Data items:
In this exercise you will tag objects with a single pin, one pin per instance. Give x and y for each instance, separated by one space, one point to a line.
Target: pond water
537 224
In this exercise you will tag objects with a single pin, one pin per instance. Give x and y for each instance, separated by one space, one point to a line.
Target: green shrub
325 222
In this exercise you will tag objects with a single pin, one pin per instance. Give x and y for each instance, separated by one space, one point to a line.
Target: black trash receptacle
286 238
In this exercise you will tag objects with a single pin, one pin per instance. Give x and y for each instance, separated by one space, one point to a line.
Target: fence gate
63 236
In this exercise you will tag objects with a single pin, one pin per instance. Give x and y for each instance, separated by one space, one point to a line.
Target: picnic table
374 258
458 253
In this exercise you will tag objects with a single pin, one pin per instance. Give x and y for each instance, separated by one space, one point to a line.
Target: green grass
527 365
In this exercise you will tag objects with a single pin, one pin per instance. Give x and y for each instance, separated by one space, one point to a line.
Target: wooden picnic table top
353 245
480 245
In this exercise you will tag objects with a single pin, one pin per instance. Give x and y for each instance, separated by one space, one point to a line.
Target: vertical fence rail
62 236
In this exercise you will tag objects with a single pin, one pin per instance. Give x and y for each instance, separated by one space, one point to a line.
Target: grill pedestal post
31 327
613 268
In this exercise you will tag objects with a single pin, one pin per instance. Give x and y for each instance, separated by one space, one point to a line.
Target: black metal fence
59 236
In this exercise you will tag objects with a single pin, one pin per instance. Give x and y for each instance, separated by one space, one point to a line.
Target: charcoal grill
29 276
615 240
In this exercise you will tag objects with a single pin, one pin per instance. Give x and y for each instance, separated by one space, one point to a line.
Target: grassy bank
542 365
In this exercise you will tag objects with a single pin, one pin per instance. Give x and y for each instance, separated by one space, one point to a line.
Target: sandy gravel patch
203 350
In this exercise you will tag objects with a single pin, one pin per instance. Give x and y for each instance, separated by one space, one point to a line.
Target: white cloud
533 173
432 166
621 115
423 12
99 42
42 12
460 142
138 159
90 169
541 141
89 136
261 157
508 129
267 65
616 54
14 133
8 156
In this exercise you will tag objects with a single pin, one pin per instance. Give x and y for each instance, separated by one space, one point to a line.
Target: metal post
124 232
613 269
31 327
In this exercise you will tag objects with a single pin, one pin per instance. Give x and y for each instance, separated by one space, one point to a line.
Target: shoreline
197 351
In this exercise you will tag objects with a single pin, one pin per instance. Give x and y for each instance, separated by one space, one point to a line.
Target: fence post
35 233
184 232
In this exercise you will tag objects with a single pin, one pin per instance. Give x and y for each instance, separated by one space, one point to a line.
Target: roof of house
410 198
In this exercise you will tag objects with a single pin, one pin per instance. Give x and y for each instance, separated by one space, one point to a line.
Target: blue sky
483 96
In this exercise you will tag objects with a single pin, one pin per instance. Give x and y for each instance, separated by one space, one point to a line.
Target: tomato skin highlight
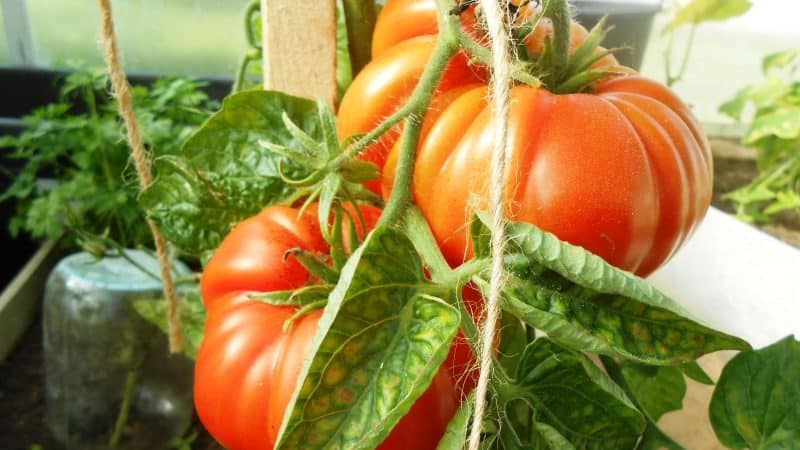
251 257
247 365
624 173
385 84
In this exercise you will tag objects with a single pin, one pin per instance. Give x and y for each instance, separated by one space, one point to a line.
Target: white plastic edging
737 279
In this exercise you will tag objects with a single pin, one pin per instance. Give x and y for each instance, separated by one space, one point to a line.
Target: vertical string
494 12
119 84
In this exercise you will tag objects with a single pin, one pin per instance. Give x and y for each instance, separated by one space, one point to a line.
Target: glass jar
110 381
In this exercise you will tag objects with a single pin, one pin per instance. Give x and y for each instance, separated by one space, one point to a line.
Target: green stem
250 33
483 55
558 12
241 72
422 237
304 311
360 16
253 52
446 48
124 409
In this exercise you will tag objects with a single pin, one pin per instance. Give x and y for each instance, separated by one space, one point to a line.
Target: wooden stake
299 42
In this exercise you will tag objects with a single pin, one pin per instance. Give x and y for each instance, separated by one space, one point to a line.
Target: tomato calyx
546 52
325 183
315 264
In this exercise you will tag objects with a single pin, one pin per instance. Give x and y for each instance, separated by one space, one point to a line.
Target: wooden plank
21 298
299 42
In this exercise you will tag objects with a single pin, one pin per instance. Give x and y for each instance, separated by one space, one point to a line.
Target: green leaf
761 95
574 397
780 60
653 438
696 373
299 297
585 303
756 403
193 316
552 438
699 11
379 344
659 390
223 175
455 436
783 123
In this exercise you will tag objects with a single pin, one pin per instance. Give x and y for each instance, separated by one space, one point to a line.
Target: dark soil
735 166
22 424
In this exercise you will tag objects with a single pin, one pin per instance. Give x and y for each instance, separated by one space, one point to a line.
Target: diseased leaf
552 438
455 436
193 316
756 403
653 438
783 123
659 390
696 373
585 303
304 296
698 11
380 342
576 399
223 175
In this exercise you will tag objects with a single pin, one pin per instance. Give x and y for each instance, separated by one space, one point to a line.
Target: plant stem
360 17
446 48
254 46
483 55
417 227
558 12
686 54
124 409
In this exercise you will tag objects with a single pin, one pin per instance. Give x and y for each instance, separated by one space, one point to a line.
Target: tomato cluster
621 169
247 366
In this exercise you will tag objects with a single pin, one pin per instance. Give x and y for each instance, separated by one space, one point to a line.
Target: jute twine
122 93
494 12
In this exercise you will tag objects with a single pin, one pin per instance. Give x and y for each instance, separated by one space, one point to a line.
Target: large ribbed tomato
624 172
247 366
403 41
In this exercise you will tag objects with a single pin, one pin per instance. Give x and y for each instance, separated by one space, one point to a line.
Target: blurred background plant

THE EXERCISE:
Without including the pictures, reproduce all entries exactly.

RESULT OF THIS EXERCISE:
In this exercise you will tag objects with a single pin, one pin per instance. Give x and y for each instance, separated by one space, one point to a line.
Target: pond water
537 224
In this exercise you will tag objects with a single pin, one pin per instance. Give x and y for each instance, separated by one space, one point to a line.
Target: green shrub
325 222
In this exercise you will tag objects with a single pin, one pin per instance. Give x and y for each instance, separated by one space, one point to a line.
Target: black trash receptacle
286 238
In this exercise you will tag objects with a single pin, one pin per instance. Give x and y for each instance, separated by one space, one point to a line.
Target: fence gate
63 236
In this exercise you will tag objects with a single pin, one pin per instance. Give x and y for each instance, separated by one space, one point to a line.
Target: picnic table
374 258
458 253
In this exercise you will tag objects with a single pin, one pin per instance. Give x and y for each instance, separated by one space, one point to a line.
Target: green grass
527 365
In this exercise you will tag objects with a single pin, one pin per instance. Give x and y for each instance, separated by one space, one point to a line.
Target: wooden picnic table top
353 245
480 245
In this exercise you will tag objects with a single pin, one pin per instance. Give x and y for each instance, separated by one space, one point to a line.
Target: vertical fence rail
62 236
In this exercise you will tag objects with a single pin, one pin per instance. Give x and y for each instance, separated by one space, one point to a line.
Target: grill pedestal post
31 327
613 268
In this exercise you will tag objects with a single pin, one pin per instance. Give x and y for each instance, separated by one space, one point to a line.
Target: black metal fence
59 236
In this exercise you will tag objects with a single pin, one pin per instance. Give x and y for each instance, separated by one space, one point to a line.
Target: charcoal grill
29 276
615 240
In this exercise you will tag objects with a single pin, one pin per instance. Give x and y for each instance, separated by one space, one point to a line.
Target: grassy bank
542 365
In this exercise you will tag objects with a single pin, one pin per instance. Give x and y for each instance, separated by one space, one point to a line.
Target: sandy gravel patch
203 350
In this exercise you will tag objects with a single pin, one pin per instance. Give x and y for each instance, separated by one space, one point to a line.
Target: white cloud
533 173
432 166
621 115
423 12
99 42
42 12
460 142
138 159
90 169
541 141
89 136
261 157
508 129
267 65
616 54
14 133
8 156
In this exercise you will tag objects with a single pin, one pin per instance. Give x and y for each instance, separated by one space, one point to a line.
Target: metal post
124 232
613 269
31 327
In this exercise you will tag objects with a single pin, one pin per instance. Give x and y for each instance, separated by one space, one point to a line.
Target: shoreline
197 351
In this exercise you will tag objects with a single pin, one pin per instance. Give x and y for each instance, separated by one space, one point to a line.
Target: fence post
35 233
184 232
In this exercise you will tag objects with a single pin, one pin per instance. Give x and y for each instance, separated by one space, one point to a line.
Target: roof of house
410 198
In this exercise you will tag objects with a single pin, one pin per instance. Give x and y for each instance, separated by one space, one point to a line.
Target: blue sky
483 96
In this exercise you will tag objects with a single pin, one pin per instance. Give x and y for each instance, separated by one space, one point to a line.
Target: tomato skin highlight
251 257
247 365
624 173
385 84
In this exercise you will tag objects with a single pin, one pin per instance. Give x and y for each instance, separated by one space, one point to a line.
Target: white plastic edging
737 279
In this exercise you will tag objects with a single pin, one pin per instance. Give x and y for each instance, separated by one space, one point to a line.
Target: vertical string
494 12
119 84
In this exercise you will tag objects with a single pin, one pin per instance. Give x and y for each instance, separated by one space, one point to a line.
Target: glass jar
110 381
In this exercise you will tag objects with a single pin, one pin per instance. Give x and y for each instance, separated by one space, one point to a line.
Target: green stem
250 33
483 55
558 12
241 72
422 237
304 311
360 16
253 52
446 48
124 409
In this exercise you will tag objects with a single pin, one pin per instance. Give x and y for each instance, separated by one space, one point to a line.
Target: wooden stake
299 42
In this exercise you will tag objects with a single pin, one pin per instance. Give x and y for each instance, separated by one space, one point to a line.
Target: tomato calyx
546 52
325 183
315 264
In this exercise you will tag objects with a single pin, one pin per instance. Give x and y for each instance, separated by one space, one point to a line.
Target: wooden plank
21 298
299 42
In this exercise you will tag objects with a single pin, one pin per instance. Give x and y for each instance, separated by one space, one point to a line.
Target: green leaf
761 95
574 397
780 60
653 438
696 373
299 297
585 303
756 403
193 316
552 438
699 11
379 344
659 390
223 175
455 436
783 123
In this exercise you will tag objects with a single pin, one pin per instance. Give x and y for each instance, separated by one space, one point to a line.
Target: dark soil
735 166
22 424
In this exercise you will tag objects with a single pin, one pin per instance. Give x and y for each instance, separated by one space, one point to a line.
Target: diseased leaf
552 438
455 436
193 316
756 403
653 438
783 123
659 390
696 373
585 303
304 296
698 11
380 342
576 399
223 175
In this exercise you will tag objects with a single pin, one pin per instance. Give x and y for each instance, separated by one space, one point to a line.
Target: plant stem
360 17
446 48
254 46
483 55
417 227
558 12
686 54
124 409
In this exercise you will tag objects with a single pin, one pin per instance. Give x and y for each instance, separated by one space, one point to a line.
Target: tomato cluster
621 169
247 366
In this exercise you will tag objects with a single pin, one pin per instance. Give x and y for each instance, separated by one space, one point to a line.
Target: jute twine
122 93
494 12
In this exercise you will tag objects with a single pin, one pin per instance. Give x and y for each instance, separated by one space, one point to a line.
Target: large ribbed tomato
624 172
247 366
403 41
In this exercise you will tag objects with a single pin, one pin per instance. Give x and y for each instance, separated by one space, one point to a line.
Target: blurred background plant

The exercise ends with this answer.